▶ MATERIAL:
______
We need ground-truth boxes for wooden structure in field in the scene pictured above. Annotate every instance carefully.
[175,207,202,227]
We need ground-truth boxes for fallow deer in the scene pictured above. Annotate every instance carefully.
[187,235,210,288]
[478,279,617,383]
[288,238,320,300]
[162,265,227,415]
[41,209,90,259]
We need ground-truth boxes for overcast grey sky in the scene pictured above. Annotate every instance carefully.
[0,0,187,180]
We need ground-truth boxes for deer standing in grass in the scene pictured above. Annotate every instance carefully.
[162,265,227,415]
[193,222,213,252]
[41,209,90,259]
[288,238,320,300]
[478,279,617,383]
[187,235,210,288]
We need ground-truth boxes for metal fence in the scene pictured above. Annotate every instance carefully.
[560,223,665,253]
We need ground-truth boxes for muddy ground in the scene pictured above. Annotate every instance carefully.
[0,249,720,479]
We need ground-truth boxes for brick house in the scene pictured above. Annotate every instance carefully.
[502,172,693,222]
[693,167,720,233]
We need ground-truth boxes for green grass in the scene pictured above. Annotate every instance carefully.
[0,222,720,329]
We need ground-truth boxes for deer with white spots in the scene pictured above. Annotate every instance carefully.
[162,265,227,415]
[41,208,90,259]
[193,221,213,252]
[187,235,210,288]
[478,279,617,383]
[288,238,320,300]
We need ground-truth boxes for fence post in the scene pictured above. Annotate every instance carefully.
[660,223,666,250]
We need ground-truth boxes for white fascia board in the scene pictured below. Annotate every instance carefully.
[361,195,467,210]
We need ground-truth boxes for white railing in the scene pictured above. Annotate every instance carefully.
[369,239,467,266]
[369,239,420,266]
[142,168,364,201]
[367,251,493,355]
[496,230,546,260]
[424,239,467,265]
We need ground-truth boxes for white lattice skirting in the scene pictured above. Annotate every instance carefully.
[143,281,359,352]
______
▶ CHALLENGE:
Rewrite the entries from the line containing "We need ground-truth boxes for fallow" through the line containing "[660,223,666,250]", inclusive, as a JSON list of strings with one string per line and blank lines omitted.

▶ REPLY:
[
  "We need ground-truth boxes for fallow deer in the scene pictured above. Annotate every instance carefully.",
  "[187,235,210,288]",
  "[478,279,617,383]",
  "[288,238,320,300]",
  "[162,265,227,415]",
  "[41,209,90,259]",
  "We need ground-truth boxes for overcast grey sky in the scene pictured above. Annotate every instance carefully.",
  "[0,0,187,180]",
  "We need ground-truth boxes for deer standing in grass in the scene pictured above. Annotate every instance carefully.",
  "[162,265,227,415]",
  "[193,222,213,252]",
  "[41,209,90,259]",
  "[288,238,320,300]",
  "[478,279,617,383]",
  "[187,235,210,288]",
  "We need ground-truth boxes for metal fence in the scene pictured above. Annotate every instance carefully.",
  "[560,223,665,253]",
  "We need ground-truth boxes for muddy ground in the scene pictured above. Annotate every instance carefully.",
  "[0,249,720,479]",
  "We need ground-truth boxes for brick house in the scene pictured above. Annotate every instance carefully.",
  "[502,172,693,222]",
  "[693,167,720,233]",
  "We need ground-truth boxes for green grass in the scene pictured above. Annotate every instance carefully.",
  "[0,222,720,329]",
  "We need ground-truth boxes for deer with white spots in the scene pictured above. Annotate every instance carefully.",
  "[162,265,227,415]",
  "[41,208,90,259]",
  "[193,221,213,252]",
  "[187,235,210,288]",
  "[478,279,617,383]",
  "[288,238,320,300]",
  "We need ground-truth boxes for fence post in the scene pictured above. Annotate every instance carefully.",
  "[660,223,666,250]"
]